Tally the lines below that include the string "forearm". Reply with the total only.
** RECORDS follows **
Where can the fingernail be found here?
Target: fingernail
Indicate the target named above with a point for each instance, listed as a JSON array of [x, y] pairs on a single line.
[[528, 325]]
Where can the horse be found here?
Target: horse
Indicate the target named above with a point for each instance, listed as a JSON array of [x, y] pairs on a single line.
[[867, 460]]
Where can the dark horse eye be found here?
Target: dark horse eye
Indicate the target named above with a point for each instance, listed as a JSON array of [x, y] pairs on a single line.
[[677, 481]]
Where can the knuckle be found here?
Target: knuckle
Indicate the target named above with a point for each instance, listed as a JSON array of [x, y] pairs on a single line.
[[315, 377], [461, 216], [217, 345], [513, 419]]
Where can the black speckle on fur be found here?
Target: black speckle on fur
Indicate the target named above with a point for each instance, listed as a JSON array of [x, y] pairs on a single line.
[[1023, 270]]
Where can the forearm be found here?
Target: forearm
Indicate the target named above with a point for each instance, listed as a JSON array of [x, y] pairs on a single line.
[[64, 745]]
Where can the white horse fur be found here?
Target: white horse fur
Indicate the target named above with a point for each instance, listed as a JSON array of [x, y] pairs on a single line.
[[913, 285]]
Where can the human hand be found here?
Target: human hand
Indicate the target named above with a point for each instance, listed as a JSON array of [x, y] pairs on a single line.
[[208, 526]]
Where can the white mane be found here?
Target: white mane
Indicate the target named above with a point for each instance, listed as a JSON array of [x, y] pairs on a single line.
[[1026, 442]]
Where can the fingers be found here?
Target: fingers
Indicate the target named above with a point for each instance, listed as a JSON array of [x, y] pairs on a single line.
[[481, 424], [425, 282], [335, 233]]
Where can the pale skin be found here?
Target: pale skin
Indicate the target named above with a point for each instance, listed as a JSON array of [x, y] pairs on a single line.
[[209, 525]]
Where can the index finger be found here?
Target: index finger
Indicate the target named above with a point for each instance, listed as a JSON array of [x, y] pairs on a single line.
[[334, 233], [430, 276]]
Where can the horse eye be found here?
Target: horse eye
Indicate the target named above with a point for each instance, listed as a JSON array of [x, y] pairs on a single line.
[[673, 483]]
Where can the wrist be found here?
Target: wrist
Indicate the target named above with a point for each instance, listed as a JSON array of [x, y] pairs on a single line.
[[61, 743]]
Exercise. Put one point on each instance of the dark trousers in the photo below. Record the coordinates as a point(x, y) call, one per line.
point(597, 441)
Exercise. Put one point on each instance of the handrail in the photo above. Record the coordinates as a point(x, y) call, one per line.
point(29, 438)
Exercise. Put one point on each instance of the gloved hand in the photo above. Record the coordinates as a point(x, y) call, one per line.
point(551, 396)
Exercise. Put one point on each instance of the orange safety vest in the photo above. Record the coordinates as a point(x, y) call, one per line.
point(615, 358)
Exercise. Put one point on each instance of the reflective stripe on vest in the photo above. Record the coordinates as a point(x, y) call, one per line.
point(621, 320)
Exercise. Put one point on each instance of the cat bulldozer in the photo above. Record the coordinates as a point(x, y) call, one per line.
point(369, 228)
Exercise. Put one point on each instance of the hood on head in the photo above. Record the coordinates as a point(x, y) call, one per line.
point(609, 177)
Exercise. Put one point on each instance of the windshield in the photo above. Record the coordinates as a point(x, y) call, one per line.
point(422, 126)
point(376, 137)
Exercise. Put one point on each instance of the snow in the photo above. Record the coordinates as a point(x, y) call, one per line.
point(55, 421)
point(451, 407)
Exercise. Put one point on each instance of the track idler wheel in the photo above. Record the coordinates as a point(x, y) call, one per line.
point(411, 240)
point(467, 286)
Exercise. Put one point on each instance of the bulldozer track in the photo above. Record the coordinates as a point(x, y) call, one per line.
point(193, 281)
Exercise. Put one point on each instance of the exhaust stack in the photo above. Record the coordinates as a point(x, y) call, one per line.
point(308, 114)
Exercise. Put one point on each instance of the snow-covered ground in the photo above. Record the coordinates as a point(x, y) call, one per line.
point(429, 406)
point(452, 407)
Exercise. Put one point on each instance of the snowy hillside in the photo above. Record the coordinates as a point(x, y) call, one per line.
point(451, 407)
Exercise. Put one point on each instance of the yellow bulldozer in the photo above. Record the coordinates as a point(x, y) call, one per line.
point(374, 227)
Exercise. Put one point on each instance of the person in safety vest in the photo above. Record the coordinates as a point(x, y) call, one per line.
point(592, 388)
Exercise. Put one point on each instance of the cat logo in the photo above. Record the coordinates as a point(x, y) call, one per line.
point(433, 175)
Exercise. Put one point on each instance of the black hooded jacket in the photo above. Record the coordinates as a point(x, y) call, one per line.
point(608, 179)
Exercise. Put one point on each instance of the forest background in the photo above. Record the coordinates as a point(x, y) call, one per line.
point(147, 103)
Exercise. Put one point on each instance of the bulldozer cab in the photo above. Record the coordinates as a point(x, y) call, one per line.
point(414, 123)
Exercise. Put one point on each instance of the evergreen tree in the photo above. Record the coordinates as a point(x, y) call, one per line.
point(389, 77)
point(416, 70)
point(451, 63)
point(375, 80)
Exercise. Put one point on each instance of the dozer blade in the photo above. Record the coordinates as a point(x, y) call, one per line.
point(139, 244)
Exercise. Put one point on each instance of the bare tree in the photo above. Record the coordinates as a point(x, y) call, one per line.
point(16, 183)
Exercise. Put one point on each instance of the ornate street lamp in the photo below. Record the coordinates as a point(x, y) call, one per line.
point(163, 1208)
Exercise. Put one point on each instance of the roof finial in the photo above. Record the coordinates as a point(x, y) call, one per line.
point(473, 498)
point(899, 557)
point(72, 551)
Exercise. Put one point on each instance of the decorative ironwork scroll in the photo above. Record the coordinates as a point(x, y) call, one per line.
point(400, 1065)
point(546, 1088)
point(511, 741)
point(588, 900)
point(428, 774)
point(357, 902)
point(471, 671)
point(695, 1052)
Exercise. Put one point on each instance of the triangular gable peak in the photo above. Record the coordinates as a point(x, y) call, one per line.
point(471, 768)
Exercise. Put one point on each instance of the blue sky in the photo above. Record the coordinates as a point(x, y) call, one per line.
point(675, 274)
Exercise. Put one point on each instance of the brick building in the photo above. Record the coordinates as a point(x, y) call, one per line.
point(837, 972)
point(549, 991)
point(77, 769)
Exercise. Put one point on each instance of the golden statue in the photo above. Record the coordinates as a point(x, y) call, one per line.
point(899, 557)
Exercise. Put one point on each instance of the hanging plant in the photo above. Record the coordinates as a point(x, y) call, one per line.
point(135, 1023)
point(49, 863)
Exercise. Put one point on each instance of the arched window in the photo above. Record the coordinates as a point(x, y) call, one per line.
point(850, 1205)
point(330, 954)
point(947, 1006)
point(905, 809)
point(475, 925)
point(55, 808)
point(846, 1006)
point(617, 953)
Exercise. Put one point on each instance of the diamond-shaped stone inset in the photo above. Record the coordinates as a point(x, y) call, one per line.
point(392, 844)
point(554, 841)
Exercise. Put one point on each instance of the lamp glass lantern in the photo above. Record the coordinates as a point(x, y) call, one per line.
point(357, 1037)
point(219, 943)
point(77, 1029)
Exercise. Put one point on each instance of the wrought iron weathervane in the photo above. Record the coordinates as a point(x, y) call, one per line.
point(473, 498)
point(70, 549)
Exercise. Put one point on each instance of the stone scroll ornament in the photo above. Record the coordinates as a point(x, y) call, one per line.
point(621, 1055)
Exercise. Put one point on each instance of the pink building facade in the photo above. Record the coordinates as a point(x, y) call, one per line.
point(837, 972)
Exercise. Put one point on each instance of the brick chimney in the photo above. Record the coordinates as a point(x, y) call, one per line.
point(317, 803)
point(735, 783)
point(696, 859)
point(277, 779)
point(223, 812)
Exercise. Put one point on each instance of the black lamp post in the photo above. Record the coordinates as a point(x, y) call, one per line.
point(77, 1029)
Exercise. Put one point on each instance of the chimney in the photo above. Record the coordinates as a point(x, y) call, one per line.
** End of RECORDS **
▸ **EXERCISE RESULT**
2